>> Begin Dataset rows

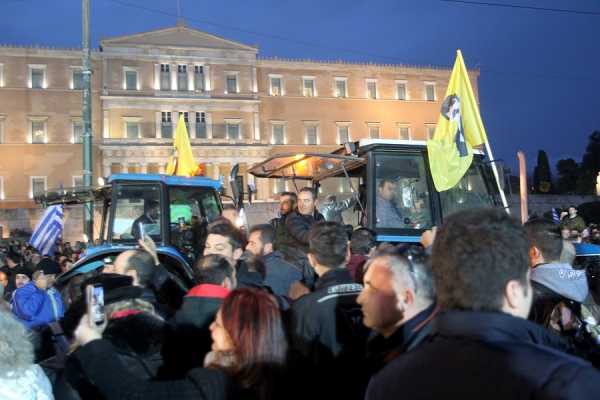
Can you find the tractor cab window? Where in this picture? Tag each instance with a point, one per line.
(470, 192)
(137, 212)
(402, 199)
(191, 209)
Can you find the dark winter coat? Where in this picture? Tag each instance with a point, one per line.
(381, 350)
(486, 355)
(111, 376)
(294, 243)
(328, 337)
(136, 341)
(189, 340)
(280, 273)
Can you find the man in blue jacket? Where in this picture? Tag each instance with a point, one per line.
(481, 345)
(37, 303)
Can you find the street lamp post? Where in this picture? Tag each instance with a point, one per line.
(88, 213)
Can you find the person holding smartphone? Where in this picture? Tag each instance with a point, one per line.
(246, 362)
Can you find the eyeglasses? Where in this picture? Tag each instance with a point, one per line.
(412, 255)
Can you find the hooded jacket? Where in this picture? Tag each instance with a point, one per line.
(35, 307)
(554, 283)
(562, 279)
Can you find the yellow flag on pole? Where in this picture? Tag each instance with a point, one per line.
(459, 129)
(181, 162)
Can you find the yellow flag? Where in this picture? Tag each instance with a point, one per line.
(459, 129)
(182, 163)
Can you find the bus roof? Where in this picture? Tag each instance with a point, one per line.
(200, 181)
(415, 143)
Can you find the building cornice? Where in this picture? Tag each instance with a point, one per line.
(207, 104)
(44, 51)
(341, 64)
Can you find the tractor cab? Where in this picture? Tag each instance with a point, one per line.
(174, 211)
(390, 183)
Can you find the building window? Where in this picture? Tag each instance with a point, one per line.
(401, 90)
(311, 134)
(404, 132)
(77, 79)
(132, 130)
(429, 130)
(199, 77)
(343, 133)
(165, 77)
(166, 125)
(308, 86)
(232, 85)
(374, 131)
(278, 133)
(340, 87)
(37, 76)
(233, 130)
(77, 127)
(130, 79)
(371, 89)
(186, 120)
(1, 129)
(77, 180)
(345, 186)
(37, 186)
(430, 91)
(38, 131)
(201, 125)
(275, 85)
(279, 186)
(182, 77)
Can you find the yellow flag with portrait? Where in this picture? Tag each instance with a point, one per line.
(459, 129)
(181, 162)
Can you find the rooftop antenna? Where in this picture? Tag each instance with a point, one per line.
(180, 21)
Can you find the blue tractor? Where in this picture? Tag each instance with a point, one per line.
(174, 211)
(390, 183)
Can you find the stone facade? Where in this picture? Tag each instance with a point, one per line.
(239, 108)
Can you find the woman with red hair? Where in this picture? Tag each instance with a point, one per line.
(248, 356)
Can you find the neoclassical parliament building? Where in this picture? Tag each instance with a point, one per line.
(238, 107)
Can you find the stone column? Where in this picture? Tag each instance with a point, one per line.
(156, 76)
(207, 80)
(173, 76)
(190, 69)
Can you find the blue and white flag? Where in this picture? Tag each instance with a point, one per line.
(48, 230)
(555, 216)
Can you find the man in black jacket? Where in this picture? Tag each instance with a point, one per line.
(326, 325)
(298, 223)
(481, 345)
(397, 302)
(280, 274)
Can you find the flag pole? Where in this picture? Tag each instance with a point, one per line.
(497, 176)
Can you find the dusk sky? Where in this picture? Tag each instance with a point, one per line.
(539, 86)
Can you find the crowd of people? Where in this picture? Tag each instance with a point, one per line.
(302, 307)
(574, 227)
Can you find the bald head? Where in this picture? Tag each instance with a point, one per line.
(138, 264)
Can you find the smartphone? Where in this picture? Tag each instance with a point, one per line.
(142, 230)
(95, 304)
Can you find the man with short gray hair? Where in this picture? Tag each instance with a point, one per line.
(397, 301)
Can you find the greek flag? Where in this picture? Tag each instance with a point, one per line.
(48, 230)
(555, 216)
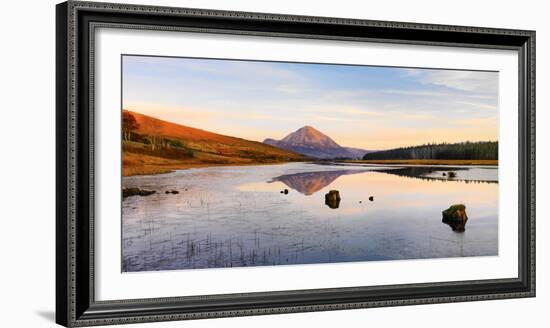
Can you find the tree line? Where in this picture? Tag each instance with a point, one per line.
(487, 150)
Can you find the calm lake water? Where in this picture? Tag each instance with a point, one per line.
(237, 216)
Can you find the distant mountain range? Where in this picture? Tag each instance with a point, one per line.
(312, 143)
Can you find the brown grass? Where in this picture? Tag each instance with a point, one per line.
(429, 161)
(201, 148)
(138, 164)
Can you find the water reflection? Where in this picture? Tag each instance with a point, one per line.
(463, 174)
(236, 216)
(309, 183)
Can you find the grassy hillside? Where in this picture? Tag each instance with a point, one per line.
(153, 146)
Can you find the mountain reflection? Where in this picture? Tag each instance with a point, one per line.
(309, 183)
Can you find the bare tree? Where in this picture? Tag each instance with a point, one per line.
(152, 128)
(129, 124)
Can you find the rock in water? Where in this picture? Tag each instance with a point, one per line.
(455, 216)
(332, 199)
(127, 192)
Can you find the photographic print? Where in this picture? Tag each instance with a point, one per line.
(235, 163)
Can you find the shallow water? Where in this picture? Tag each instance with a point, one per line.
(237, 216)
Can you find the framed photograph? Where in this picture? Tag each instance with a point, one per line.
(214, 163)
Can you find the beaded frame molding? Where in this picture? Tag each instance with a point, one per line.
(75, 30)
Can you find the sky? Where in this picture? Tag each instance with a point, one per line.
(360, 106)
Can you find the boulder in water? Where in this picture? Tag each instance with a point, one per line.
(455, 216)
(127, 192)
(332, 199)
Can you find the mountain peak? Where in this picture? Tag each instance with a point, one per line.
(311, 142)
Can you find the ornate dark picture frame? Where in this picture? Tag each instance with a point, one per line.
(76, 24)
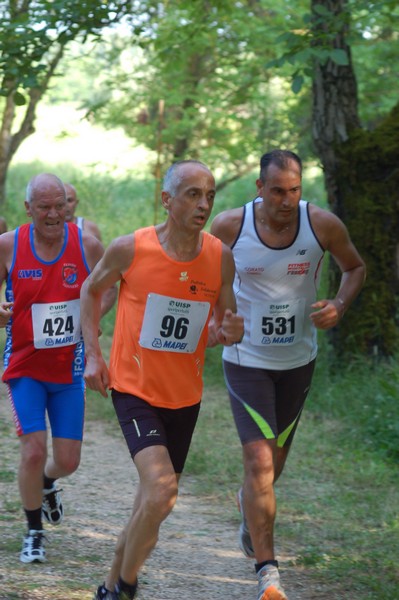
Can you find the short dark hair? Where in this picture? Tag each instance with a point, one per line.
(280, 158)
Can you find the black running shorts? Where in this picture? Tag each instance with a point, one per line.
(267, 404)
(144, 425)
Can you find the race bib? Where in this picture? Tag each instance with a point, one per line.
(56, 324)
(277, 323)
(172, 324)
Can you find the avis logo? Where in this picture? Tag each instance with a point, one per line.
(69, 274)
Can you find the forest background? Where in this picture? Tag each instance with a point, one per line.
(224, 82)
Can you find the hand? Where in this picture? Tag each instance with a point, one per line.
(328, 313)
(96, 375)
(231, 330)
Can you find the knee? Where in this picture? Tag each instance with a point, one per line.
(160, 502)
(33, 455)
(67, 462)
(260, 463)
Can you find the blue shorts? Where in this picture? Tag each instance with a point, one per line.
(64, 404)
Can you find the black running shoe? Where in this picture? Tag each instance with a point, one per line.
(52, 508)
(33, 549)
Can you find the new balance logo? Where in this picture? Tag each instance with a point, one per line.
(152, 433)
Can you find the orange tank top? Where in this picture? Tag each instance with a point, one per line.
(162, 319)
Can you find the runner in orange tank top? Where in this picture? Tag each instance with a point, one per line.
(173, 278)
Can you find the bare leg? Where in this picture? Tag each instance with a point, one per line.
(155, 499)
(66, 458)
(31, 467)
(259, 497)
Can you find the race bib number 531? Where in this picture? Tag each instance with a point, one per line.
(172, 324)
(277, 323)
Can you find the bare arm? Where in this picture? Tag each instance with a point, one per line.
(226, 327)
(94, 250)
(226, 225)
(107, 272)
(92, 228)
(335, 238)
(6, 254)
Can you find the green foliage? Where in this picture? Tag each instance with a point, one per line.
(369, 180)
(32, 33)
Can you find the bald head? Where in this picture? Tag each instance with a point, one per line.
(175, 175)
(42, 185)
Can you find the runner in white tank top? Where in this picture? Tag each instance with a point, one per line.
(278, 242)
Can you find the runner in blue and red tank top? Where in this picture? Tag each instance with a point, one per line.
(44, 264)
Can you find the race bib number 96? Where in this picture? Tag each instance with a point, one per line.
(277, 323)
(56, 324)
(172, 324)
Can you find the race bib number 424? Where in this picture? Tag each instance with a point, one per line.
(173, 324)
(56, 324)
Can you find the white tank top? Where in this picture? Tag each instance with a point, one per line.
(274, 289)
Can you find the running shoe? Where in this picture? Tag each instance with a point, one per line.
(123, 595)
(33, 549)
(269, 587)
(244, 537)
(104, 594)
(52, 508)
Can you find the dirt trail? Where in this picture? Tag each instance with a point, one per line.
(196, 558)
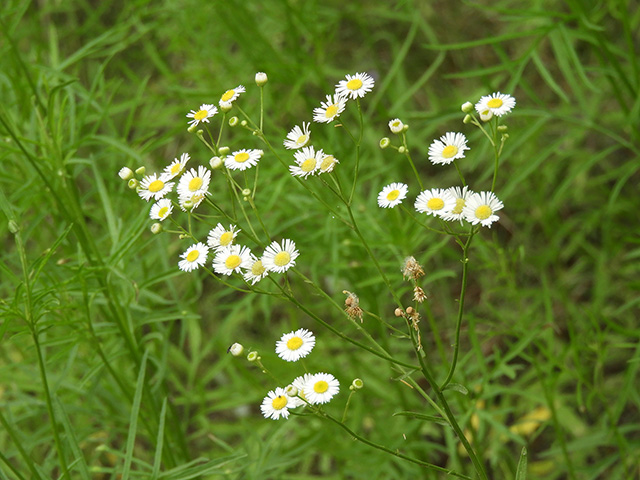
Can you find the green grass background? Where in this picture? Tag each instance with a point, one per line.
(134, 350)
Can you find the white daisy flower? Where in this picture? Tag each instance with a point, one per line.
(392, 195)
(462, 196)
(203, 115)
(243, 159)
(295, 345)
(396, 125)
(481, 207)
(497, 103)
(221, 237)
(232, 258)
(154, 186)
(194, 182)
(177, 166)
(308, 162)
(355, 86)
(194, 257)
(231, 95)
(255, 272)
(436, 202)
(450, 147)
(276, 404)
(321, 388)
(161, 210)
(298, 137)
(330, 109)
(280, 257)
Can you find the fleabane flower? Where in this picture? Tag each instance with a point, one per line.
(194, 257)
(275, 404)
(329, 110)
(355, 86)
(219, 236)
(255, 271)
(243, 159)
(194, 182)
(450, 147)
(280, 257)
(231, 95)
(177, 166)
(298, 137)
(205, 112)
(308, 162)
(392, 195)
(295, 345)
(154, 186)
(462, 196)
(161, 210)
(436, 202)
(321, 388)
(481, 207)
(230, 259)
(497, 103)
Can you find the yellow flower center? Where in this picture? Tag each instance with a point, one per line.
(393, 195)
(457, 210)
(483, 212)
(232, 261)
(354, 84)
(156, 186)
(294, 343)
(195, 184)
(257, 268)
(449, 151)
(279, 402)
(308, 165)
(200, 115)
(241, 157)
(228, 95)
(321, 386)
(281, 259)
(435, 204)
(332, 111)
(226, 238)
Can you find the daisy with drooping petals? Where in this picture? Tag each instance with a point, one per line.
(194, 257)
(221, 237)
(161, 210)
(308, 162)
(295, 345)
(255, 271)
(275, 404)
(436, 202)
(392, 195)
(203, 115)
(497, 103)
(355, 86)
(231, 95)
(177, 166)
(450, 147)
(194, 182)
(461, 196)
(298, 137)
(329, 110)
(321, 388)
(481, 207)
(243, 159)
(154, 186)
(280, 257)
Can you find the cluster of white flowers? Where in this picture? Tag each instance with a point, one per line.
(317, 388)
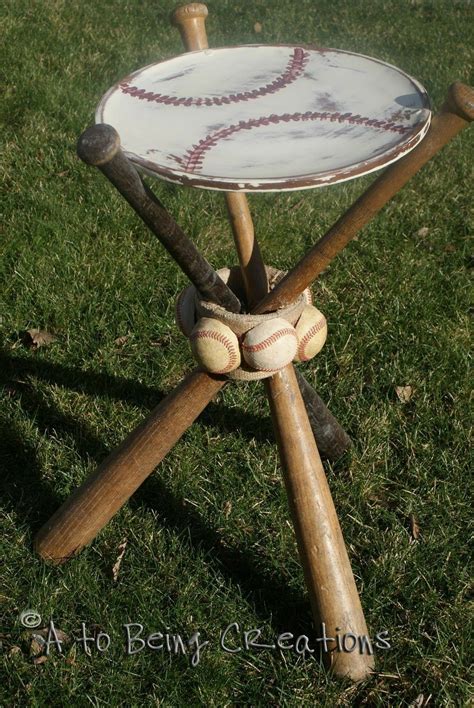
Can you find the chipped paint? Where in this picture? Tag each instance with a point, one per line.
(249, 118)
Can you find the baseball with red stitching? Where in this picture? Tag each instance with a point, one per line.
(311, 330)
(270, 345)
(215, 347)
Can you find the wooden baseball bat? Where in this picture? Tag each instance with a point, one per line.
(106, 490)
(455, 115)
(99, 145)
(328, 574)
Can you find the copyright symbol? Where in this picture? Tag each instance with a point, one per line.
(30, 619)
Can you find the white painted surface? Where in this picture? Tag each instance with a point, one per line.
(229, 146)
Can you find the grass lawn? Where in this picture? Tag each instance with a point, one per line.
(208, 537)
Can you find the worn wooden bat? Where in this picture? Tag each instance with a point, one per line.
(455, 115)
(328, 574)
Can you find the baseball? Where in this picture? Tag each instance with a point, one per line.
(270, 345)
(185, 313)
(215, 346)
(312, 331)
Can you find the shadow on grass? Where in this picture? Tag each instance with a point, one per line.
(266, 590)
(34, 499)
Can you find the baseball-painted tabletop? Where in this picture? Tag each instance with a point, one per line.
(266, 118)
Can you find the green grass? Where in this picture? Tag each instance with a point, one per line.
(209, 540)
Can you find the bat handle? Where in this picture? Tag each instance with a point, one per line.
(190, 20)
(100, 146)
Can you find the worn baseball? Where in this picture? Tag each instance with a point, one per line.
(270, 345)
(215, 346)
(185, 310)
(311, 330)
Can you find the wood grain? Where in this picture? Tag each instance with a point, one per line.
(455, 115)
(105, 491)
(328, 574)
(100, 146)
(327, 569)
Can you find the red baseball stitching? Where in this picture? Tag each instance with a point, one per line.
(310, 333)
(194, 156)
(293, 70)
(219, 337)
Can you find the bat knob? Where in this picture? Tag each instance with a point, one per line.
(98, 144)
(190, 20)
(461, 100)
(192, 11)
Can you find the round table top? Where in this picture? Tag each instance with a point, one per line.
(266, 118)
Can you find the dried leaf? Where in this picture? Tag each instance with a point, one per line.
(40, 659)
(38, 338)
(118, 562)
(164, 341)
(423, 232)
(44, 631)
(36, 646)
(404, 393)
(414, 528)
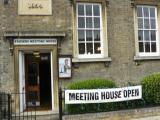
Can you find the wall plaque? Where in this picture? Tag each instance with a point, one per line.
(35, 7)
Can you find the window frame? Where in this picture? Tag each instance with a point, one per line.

>> End Dataset rows

Your task is to quote exactly the lines from the one with "Can you find the shadow" through the end of the material, both included, without reproducing any pictures.

Can you find the shadow on grass? Where in this picture? Tag each instance with a point, one per line.
(266, 590)
(34, 499)
Can you find the baseball-painted tabletop? Where in this picture? Tag each instance with a point, one per line.
(266, 118)
Can you find the green grass? Where in this picture? Tag each instance with a point, one per line.
(209, 540)
Can you find the bat handle? Where in this picture? Tag each instance with a point, one per line.
(190, 20)
(100, 146)
Can you find the worn baseball? Where in this picture? Tag each instance with a point, one per line.
(270, 345)
(215, 346)
(185, 310)
(311, 330)
Can you find the wood grain? Where in this picture? Tag each instance with a point, one per line.
(455, 115)
(105, 491)
(328, 574)
(100, 146)
(327, 569)
Can you find the red baseball stitching? Where in this picture? Tag each instance with a point, one per line.
(310, 333)
(194, 156)
(293, 70)
(219, 337)
Can you find the bat knob? Where in this picture? Tag each instance with a point, one per line.
(98, 144)
(190, 20)
(461, 100)
(192, 11)
Can you find the round table top? Where in this picture? Tag each instance with a point, one per line.
(266, 118)
Can you find the dried leaf? Where in this picture? Tag each instance with a point, one per line.
(40, 659)
(38, 338)
(118, 562)
(164, 341)
(423, 232)
(44, 631)
(36, 646)
(404, 393)
(414, 528)
Can you find the wall plaque? Where in this picture? Tag each instance with a point, one per line.
(35, 7)
Can you find the window frame? Where in this picture? Tag each instance with a point, one per line.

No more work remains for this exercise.